→ Exercise aim: Please put each record below into a JSON list of strings, one string per line, leaving out blank lines.

-- START Dataset rows --

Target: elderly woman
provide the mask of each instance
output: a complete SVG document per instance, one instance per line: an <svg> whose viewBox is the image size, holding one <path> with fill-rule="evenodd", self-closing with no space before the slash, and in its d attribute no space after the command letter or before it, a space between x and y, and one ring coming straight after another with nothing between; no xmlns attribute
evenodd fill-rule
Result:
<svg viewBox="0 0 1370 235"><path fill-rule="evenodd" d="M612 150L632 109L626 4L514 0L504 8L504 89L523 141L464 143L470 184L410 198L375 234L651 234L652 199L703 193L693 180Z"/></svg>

-- END Dataset rows --

→ Worked answer:
[
  "Target: elderly woman",
  "provide the mask of each instance",
  "output: a complete SVG document per instance, one instance per line: an <svg> whose viewBox is the image size, holding one <path> with fill-rule=\"evenodd\", self-closing with no space before the slash, and in its d attribute no space after the command letter or before it, a space between x and y, and one ring coming straight after another with nothing between; no xmlns attribute",
  "evenodd fill-rule",
  "Result:",
  "<svg viewBox=\"0 0 1370 235\"><path fill-rule=\"evenodd\" d=\"M612 150L632 109L626 4L514 0L504 8L504 89L523 141L464 143L470 184L410 198L375 234L651 234L652 199L703 193L693 180Z\"/></svg>"
]